Turn the lines from the one containing "Note: locate the green" through the one containing "pixel 1207 776" into a numbered list, leaving out any blank lines.

** BEGIN INPUT **

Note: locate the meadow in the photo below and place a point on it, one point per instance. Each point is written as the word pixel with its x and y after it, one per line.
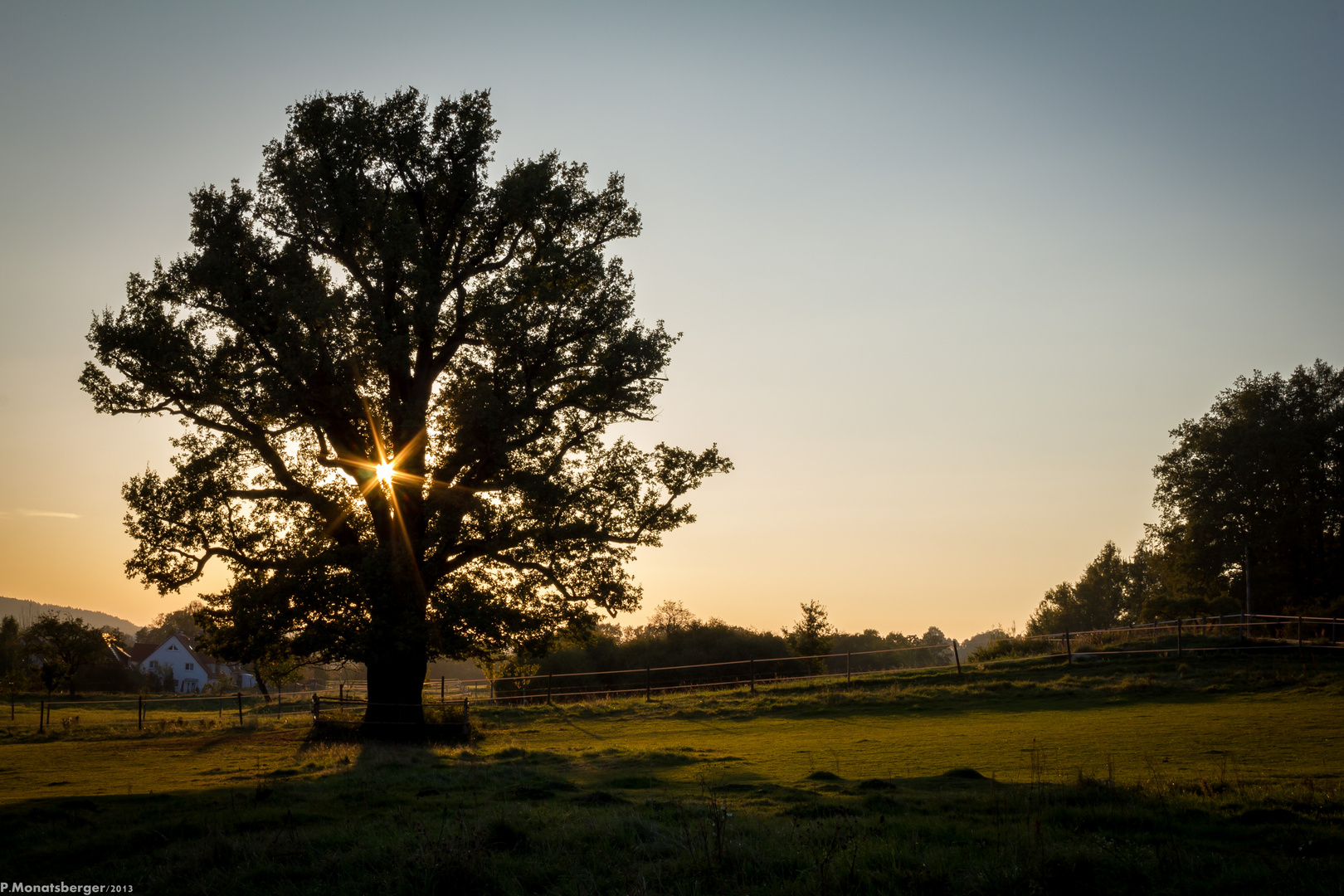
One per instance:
pixel 1213 774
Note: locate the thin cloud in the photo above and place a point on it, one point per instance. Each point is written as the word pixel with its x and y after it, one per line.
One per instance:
pixel 52 514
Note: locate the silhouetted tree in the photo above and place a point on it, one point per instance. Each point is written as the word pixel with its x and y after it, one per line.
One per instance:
pixel 11 646
pixel 1097 601
pixel 812 635
pixel 396 379
pixel 671 617
pixel 66 645
pixel 1261 472
pixel 168 624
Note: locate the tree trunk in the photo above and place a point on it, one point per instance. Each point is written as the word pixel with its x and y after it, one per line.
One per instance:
pixel 396 687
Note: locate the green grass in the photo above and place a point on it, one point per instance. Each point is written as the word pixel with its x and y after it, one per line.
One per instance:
pixel 1211 776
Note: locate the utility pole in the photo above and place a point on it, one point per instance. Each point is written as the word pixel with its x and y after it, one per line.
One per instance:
pixel 1246 568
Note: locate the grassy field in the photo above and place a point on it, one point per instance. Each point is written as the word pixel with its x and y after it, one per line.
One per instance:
pixel 1207 776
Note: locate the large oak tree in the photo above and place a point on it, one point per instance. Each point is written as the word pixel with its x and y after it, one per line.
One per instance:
pixel 397 381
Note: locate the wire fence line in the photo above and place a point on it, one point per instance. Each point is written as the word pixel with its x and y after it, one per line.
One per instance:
pixel 446 702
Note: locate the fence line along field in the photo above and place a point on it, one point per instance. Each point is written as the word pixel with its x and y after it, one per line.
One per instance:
pixel 1210 772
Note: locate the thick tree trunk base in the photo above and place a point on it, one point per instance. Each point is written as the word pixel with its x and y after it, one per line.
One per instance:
pixel 431 733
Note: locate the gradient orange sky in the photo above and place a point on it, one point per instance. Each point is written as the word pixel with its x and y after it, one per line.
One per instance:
pixel 947 273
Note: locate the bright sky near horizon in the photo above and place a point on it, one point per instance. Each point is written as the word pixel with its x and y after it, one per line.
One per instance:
pixel 947 273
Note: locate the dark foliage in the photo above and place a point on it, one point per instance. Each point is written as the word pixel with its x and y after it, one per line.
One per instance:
pixel 396 381
pixel 1261 475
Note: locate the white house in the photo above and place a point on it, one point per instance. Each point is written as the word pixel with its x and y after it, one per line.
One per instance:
pixel 191 670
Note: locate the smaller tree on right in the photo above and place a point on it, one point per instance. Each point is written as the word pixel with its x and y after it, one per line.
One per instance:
pixel 812 635
pixel 1259 477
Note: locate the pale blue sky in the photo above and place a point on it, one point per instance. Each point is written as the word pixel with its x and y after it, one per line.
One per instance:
pixel 947 273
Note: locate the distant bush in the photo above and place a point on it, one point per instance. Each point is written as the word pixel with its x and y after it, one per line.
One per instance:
pixel 1012 649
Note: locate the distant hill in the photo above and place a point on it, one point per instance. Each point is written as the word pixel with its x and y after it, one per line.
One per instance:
pixel 27 611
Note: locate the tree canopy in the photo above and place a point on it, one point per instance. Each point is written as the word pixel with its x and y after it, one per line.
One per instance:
pixel 1261 475
pixel 396 379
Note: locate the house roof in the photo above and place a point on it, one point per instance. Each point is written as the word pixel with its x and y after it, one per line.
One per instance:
pixel 140 652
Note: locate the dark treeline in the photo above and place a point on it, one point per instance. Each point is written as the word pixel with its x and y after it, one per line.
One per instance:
pixel 675 637
pixel 1252 494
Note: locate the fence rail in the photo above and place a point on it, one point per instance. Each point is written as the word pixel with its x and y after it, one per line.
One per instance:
pixel 347 702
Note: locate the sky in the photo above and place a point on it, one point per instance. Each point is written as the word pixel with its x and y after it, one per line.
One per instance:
pixel 947 273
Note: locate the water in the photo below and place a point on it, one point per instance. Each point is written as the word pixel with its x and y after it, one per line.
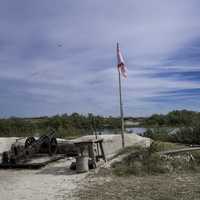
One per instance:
pixel 137 130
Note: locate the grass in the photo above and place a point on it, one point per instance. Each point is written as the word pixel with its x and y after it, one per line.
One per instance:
pixel 161 187
pixel 145 175
pixel 144 161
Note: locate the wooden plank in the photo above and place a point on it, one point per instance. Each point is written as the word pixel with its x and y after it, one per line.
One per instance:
pixel 179 150
pixel 30 165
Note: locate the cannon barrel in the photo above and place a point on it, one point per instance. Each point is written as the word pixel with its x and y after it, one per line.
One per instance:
pixel 21 153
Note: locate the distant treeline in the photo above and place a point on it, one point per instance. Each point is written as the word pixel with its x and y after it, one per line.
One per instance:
pixel 65 125
pixel 76 124
pixel 174 118
pixel 187 124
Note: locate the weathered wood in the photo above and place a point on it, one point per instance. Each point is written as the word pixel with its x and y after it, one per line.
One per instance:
pixel 179 150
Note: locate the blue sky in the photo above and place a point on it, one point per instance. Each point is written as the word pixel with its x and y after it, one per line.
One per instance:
pixel 60 56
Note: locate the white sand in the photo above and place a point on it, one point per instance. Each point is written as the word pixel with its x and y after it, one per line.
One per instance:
pixel 55 181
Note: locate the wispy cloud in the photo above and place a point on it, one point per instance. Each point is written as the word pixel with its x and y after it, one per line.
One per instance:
pixel 59 56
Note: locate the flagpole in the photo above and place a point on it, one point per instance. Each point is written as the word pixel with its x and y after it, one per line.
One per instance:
pixel 121 110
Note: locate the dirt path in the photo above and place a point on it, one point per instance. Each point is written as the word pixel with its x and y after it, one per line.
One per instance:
pixel 56 181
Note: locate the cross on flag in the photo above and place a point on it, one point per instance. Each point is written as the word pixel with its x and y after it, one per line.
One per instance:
pixel 120 62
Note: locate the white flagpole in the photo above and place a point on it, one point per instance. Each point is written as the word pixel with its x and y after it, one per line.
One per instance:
pixel 121 110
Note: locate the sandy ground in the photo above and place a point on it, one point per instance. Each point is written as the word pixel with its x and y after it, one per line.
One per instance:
pixel 55 181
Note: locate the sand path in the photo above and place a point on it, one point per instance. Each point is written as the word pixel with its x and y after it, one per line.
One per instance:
pixel 55 181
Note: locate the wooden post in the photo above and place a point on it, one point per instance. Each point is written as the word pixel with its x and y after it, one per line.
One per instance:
pixel 121 111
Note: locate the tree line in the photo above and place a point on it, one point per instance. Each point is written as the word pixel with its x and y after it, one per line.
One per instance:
pixel 186 124
pixel 65 125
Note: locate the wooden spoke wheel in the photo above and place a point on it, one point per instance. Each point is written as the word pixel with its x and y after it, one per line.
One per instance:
pixel 29 141
pixel 53 146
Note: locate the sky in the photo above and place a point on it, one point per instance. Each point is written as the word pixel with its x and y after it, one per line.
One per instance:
pixel 60 56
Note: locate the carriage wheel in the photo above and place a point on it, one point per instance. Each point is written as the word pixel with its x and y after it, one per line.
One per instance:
pixel 53 146
pixel 29 141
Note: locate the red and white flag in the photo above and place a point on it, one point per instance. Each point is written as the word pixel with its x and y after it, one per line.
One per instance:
pixel 120 62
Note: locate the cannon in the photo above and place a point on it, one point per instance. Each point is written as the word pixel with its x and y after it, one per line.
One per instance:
pixel 19 153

** END INPUT **

TASK ANSWER:
1. Note: locate the green grass in the photo above and place a point on it, one point per instance. Each point is written as the word pixel with its x and y after it, one per line.
2. One per instance:
3. pixel 1211 776
4. Note: locate the utility pole in the photo above and place a point on it, one point per instance. Each point is written as the word pixel with its x and y after it, one per line.
5. One per instance:
6. pixel 1246 568
7. Note: locate the grassy field in the photo above and place a point on it, one point per instance. Each point is written as the word pixel with its x and y after it, one per line.
8. One per instance:
9. pixel 1207 776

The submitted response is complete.